SECURITIES AND EXCHANGE COMMISSION


Submission for OMB Review; Comment Request

Upon Written Request Copies Available From: Securities and Exchange 
Commission, Office of Investor Education and Advocacy, Washington, DC 
20549-0213.
Extension:
    Rule 607, OMB Control No. 3235-0634; SEC File No. 270-561.
    Notice is hereby given that, pursuant to the Paperwork Reduction 
Act of 1995 (44 U.S.C. 3501 et seq.), the Securities and Exchange 
Commission (the ``Commission'') has submitted to the Office of 
Management and Budget a request for extension of the previously 
approved collection of information discussed below.
    Regulation E (17 CFR 230.601-230.610a) exempts from registration 
under the Securities Act of 1933 (15 U.S.C. 77a et seq.) (``Securities 
Act'') securities issued by a small business investment company 
(``SBIC'') which is registered under the Investment Company Act of 1940 
(15 U.S.C. 80a-1 et seq.) (``Investment Company Act'') or a closed-end 
investment company that has elected to be regulated as a business 
development company (``BDC'') under the Investment Company Act, so long 
as the aggregate offering price of all securities of the issuer that 
may be sold within a 12-month period does not exceed $5,000,000 and 
certain other conditions are met. Rule 607 under Regulation E (17 CFR 
230.607) entitled, ``Sales material to be filed,'' requires sales 
material used in connection with securities offerings under Regulation 
E to be filed with the Commission at least five days (excluding 
weekends and holidays) prior to its use.\1\ Commission staff reviews 
sales material filed under rule 607 for materially misleading 
statements and omissions. The requirements of rule 607 are designed to 
protect investors from the use of false or misleading sales material in 
connection with Regulation E offerings.

- [GIVEN DATA]
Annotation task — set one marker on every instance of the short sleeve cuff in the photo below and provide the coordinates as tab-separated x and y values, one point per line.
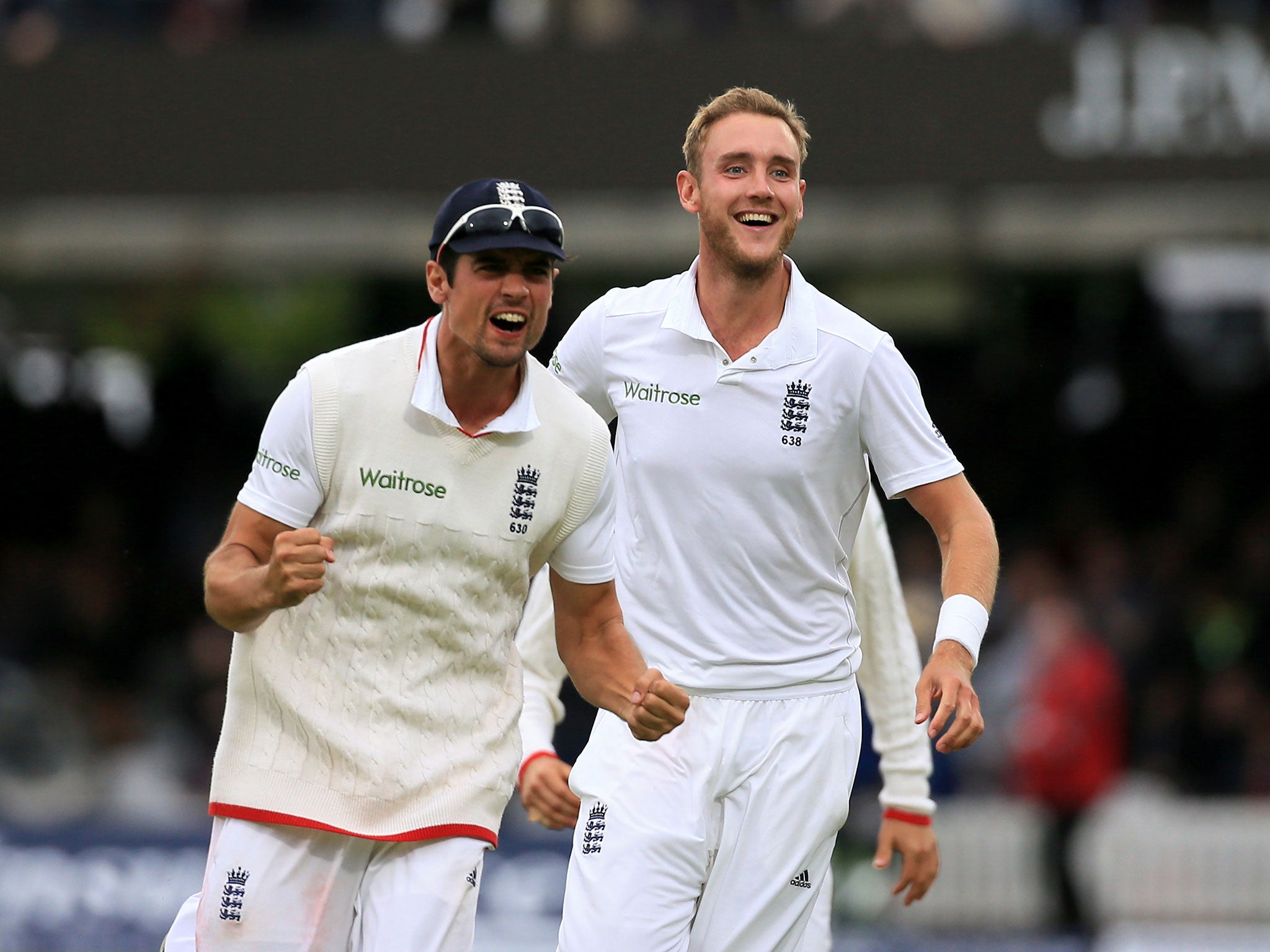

- [WHAT YOU WILL DO]
1. Which federal acts does the SEC notice name? List each with its year.
2. According to the SEC notice, how long before its use must sales material under Regulation E be filed with the Commission?
3. Set down the part of the SEC notice that opens with the words containing "Submission for OMB" and closes with "information discussed below.".

- [EXERCISE SOLUTIONS]
1.
Paperwork Reduction Act of 1995
Securities Act of 1933
Investment Company Act of 1940

2. At least five days before its use, excluding weekends and holidays.

3.
Submission for OMB Review; Comment Request

Upon Written Request Copies Available From: Securities and Exchange 
Commission, Office of Investor Education and Advocacy, Washington, DC 
20549-0213.
Extension:
    Rule 607, OMB Control No. 3235-0634; SEC File No. 270-561.
    Notice is hereby given that, pursuant to the Paperwork Reduction 
Act of 1995 (44 U.S.C. 3501 et seq.), the Securities and Exchange 
Commission (the ``Commission'') has submitted to the Office of 
Management and Budget a request for extension of the previously 
approved collection of information discussed below.